* **Tasks to carry out**
1 – List every person named in the passage on Iran, Russia and Turkey.
2 – Write the next part of the passage on Iran, Russia and Turkey, picking up after its final sentence.

A senior commander in the Islamic Revolutionary Guard Corps (IRGC), Mohsen Rezaei, said that Russia should “correct its position”. High-profile conservatives, such as Mohammad-Javad Larijani and Mohammad Bagher Ghalibaf, accuse Moscow of “playing the American game” in the Gulf.
Coping with chaos
There are other cracks in the Russian-Iran relationship, such as the recent “informal and unwritten” agreement between the US and Iran, by which, in exchange for some sanctions relief, Iran pledged to expand its cooperation with international nuclear inspectors, not sell ballistic missiles to Russia, and stop attacks on American contractors in Syria and Iraq. As a party to the 2015 nuclear deal, Russia views an interim agreement with suspicion.
Iran is finding out that navigating the new world order is more difficult than watching the old one crumble. But not all Middle Eastern powers are following Iran down this path. There is one country, Turkey, that is coping with the chaos swirling all around it, even though it, too, has regularly fallen out with Russia and Nato in the past.
And there is one appointment that President Recep Tayyip Erdogan recently made which could prove crucial in this regard. While everyone homed in on the U-turn in his monetary policy with the appointment of a new team of economic and financial advisers headed by Mehmet Simsek, Erdogan made another appointment that was just as important to his third and last term of office.
Fidan has rebuilt MIT as its head for the last 13 years. He reestablished it as an organisation that evolves and adapts to new threats
It was the promotion of Hakan Fidan, the former director of MIT, Turkey’s National Intelligence Organisation, to foreign minister.
As a rule of thumb the world over, the job of running a national intelligence agency is reserved for hawks. Such posts are so sensitive to absolute rulers of the Middle East that they are given only to close family, an elder brother, or son.

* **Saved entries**
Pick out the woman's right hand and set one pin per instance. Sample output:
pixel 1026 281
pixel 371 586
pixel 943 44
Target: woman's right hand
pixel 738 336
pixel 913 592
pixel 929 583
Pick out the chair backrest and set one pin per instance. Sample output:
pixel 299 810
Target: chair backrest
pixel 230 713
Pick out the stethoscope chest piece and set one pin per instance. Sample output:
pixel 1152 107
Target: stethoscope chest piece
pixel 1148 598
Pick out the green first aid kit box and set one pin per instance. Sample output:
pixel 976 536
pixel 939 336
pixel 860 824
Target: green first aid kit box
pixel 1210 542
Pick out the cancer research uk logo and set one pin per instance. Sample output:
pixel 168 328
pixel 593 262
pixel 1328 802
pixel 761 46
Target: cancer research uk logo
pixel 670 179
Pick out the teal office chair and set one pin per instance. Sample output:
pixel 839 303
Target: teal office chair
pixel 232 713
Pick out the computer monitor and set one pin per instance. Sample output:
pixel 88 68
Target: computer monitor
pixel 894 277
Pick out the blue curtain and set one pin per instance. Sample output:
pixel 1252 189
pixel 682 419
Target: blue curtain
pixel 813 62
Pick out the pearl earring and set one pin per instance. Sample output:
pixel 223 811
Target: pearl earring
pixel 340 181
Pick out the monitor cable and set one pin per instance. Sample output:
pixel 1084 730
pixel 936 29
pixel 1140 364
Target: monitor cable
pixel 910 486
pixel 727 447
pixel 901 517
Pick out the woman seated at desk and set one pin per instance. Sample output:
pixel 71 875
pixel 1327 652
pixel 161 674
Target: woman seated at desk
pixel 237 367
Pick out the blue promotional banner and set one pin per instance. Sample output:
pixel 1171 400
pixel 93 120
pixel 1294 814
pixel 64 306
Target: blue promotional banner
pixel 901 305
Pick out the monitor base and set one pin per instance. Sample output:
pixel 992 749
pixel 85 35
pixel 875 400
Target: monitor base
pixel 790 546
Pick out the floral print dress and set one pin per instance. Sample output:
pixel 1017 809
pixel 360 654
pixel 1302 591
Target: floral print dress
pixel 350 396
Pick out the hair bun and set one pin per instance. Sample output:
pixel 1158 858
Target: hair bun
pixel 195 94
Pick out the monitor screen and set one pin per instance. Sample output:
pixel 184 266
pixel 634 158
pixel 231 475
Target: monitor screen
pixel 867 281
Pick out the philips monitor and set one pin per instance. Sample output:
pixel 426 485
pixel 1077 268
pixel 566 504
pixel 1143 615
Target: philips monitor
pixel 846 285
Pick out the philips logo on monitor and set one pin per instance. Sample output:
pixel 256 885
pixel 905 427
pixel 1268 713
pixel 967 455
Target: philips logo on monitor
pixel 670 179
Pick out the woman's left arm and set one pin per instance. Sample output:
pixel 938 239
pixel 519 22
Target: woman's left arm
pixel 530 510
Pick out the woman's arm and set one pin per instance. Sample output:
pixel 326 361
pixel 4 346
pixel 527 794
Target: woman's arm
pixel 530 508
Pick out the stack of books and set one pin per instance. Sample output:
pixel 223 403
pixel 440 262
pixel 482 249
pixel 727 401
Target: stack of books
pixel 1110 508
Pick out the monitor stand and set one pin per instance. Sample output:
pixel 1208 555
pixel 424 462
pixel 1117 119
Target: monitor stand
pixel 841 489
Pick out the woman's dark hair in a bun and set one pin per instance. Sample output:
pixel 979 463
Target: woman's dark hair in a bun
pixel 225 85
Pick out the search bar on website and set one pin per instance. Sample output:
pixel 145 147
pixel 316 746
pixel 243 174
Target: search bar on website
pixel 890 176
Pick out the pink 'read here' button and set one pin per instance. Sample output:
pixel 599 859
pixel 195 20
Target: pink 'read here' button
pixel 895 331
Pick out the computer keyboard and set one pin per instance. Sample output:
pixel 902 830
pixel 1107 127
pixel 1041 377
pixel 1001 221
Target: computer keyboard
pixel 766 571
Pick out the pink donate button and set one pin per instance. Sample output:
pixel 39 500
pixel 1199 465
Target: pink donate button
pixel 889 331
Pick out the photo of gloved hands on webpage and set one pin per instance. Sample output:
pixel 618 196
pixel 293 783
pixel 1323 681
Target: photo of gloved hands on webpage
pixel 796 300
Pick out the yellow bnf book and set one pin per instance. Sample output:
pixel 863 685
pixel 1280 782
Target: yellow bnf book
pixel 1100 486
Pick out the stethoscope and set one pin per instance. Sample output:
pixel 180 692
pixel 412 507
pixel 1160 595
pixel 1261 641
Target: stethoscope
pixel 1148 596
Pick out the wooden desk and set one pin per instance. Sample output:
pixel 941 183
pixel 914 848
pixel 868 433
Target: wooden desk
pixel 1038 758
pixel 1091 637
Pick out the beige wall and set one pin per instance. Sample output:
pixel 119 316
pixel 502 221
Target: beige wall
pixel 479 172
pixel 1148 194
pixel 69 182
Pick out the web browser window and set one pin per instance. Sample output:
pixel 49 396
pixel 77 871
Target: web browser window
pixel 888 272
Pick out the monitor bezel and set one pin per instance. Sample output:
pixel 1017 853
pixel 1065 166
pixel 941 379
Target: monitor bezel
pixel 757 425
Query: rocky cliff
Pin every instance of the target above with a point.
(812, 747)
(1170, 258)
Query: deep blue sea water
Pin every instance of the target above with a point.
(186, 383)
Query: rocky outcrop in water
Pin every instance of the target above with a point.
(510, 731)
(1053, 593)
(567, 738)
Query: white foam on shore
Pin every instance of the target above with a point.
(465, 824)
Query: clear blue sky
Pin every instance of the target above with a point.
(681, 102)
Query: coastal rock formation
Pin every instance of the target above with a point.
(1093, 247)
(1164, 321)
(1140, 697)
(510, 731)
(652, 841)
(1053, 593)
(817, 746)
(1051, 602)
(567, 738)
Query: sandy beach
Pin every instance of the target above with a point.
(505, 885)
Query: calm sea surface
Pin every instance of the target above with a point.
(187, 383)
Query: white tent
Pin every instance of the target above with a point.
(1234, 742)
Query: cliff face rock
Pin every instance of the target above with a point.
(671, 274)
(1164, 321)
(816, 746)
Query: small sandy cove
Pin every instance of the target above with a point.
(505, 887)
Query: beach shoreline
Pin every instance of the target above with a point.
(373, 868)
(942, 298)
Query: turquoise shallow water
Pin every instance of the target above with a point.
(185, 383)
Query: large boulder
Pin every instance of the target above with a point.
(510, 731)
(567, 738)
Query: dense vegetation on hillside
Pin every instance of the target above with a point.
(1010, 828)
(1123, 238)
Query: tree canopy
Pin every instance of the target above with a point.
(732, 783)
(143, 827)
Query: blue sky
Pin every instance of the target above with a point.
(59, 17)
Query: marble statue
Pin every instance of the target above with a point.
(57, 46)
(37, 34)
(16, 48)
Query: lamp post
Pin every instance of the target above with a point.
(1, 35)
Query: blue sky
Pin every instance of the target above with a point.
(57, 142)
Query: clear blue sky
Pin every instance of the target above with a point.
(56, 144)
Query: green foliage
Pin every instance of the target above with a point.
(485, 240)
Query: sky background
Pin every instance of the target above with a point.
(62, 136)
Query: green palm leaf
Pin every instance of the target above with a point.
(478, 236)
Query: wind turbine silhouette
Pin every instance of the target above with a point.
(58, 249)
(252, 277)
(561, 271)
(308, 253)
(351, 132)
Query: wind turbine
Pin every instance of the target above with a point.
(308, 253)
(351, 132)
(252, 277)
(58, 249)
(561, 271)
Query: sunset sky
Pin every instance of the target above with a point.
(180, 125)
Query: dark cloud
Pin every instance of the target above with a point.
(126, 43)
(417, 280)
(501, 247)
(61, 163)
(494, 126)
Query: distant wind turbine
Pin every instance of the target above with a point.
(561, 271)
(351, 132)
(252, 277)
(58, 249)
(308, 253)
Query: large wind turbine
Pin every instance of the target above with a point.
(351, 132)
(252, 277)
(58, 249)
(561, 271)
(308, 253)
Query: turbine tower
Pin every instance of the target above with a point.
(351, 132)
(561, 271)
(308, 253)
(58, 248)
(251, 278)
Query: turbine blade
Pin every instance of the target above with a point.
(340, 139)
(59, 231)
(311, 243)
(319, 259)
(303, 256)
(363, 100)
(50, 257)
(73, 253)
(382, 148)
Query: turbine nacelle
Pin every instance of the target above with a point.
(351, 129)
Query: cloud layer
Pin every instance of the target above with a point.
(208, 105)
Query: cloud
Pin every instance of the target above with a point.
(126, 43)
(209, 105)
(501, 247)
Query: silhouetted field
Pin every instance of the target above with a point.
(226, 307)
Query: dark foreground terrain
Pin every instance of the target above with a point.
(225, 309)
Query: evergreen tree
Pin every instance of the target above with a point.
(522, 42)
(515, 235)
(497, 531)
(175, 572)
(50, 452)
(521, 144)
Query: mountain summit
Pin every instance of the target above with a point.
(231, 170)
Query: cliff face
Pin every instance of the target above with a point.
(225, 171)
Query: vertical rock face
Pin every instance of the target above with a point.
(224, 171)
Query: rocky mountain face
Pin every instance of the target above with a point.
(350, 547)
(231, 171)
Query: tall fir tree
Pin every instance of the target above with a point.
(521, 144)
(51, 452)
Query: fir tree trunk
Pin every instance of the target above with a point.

* **Answers per task**
1 – Mohsen Rezaei, Mohammad-Javad Larijani, Mohammad Bagher Ghalibaf, Recep Tayyip Erdogan, Mehmet Simsek, Hakan Fidan

2 –
Fidan breaks these rules. He is a political scientist who trained under the Scottish historian and academic Norman Stone. He is not a military hawk, although he served in the army.
He is an intellectual, not a thug. He reads books, which is more than can be said for a couple of recent US presidents. His English is as fluent as his intellectual curiosity is wide. He is as comfortable debating the poor prospects of Scottish independence as he is Islamic theology.
For these reasons, Fidan’s appointment as head of MIT in 2010 was greeted with much suspicion from the Turkish security establishment. He was not one of them. He was too young. He would not last. And the criticism came not only from them: Ehud Barak, then Israel’s defence minister, described Fidan as a “friend of Iran”, saying that secrets shared with Turkey “could become open to Iran over the next several months”.
Last bastion
Before Fidan took over, MIT was as inward-turning as all other Turkish institutions were. The joke went that MIT knew the names of the mistresses of every minister and MP, but not the name of the head of intelligence of the Syrian army.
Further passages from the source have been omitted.